- Exercise inputs:
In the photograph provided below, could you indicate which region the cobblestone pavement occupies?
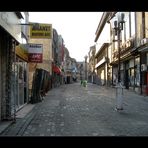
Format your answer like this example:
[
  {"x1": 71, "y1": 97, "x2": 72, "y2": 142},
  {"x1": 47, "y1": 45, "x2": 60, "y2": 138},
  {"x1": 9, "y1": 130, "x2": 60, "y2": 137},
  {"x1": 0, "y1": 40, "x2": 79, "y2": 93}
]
[{"x1": 2, "y1": 83, "x2": 148, "y2": 136}]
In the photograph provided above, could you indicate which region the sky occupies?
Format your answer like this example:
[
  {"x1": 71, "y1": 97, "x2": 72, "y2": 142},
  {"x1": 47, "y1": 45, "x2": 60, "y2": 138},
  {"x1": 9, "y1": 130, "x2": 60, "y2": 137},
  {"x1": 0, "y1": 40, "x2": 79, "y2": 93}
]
[{"x1": 29, "y1": 12, "x2": 102, "y2": 61}]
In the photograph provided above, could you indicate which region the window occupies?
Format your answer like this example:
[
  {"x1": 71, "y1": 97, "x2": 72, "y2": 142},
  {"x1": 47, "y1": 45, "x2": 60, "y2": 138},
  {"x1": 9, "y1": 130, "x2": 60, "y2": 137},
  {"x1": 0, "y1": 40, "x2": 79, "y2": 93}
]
[
  {"x1": 125, "y1": 12, "x2": 130, "y2": 40},
  {"x1": 131, "y1": 12, "x2": 135, "y2": 36}
]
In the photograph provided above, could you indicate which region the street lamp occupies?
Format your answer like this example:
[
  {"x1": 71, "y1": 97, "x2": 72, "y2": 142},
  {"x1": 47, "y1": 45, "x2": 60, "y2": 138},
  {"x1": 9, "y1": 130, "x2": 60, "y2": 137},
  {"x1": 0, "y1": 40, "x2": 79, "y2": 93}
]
[{"x1": 114, "y1": 13, "x2": 125, "y2": 110}]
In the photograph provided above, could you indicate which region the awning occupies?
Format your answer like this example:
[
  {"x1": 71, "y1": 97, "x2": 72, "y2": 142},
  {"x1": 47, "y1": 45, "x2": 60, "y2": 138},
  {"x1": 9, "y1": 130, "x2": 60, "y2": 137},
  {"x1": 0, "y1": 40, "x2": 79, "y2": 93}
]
[{"x1": 52, "y1": 65, "x2": 61, "y2": 74}]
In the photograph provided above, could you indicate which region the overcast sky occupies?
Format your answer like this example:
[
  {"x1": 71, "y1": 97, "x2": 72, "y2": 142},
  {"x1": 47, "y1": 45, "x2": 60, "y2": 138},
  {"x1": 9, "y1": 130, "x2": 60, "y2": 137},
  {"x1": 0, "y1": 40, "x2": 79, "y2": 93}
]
[{"x1": 29, "y1": 12, "x2": 102, "y2": 61}]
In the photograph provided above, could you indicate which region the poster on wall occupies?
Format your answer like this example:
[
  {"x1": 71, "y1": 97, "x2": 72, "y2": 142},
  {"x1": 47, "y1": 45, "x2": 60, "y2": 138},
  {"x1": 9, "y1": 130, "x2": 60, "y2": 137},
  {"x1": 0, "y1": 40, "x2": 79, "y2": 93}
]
[
  {"x1": 30, "y1": 23, "x2": 52, "y2": 39},
  {"x1": 27, "y1": 43, "x2": 43, "y2": 63}
]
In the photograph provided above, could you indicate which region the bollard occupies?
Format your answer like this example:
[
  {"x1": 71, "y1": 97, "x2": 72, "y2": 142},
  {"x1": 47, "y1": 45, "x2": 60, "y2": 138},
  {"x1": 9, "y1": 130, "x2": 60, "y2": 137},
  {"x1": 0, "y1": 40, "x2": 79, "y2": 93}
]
[
  {"x1": 83, "y1": 80, "x2": 87, "y2": 87},
  {"x1": 115, "y1": 83, "x2": 124, "y2": 110}
]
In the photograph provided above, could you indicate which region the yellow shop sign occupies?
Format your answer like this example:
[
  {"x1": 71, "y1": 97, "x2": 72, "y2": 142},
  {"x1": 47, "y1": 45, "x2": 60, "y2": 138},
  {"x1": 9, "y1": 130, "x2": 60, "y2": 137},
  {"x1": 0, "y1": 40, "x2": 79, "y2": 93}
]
[
  {"x1": 30, "y1": 23, "x2": 52, "y2": 39},
  {"x1": 15, "y1": 44, "x2": 28, "y2": 62}
]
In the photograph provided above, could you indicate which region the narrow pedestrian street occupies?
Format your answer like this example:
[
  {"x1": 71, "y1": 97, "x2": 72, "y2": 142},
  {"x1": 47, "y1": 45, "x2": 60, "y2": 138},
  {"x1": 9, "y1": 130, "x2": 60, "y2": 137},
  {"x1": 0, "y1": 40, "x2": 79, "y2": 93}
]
[{"x1": 1, "y1": 83, "x2": 148, "y2": 136}]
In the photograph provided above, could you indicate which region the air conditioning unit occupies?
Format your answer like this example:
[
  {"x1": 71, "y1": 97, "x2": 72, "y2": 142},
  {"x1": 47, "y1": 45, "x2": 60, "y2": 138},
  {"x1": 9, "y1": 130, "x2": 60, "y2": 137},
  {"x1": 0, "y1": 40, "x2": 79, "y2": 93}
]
[
  {"x1": 141, "y1": 38, "x2": 148, "y2": 45},
  {"x1": 141, "y1": 64, "x2": 147, "y2": 71}
]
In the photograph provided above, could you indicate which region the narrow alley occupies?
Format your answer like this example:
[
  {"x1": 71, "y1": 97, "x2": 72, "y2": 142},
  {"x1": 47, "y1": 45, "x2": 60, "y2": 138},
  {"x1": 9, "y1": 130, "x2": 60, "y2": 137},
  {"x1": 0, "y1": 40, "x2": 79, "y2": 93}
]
[{"x1": 1, "y1": 82, "x2": 148, "y2": 136}]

- What is being asked: Locate each line above that contains the word "narrow" and copy those lines.

- Task result:
In the photograph provided above, could you indicate which region the narrow pedestrian street occupies?
In the photograph provided above, could you indicate which region the narrow alley occupies?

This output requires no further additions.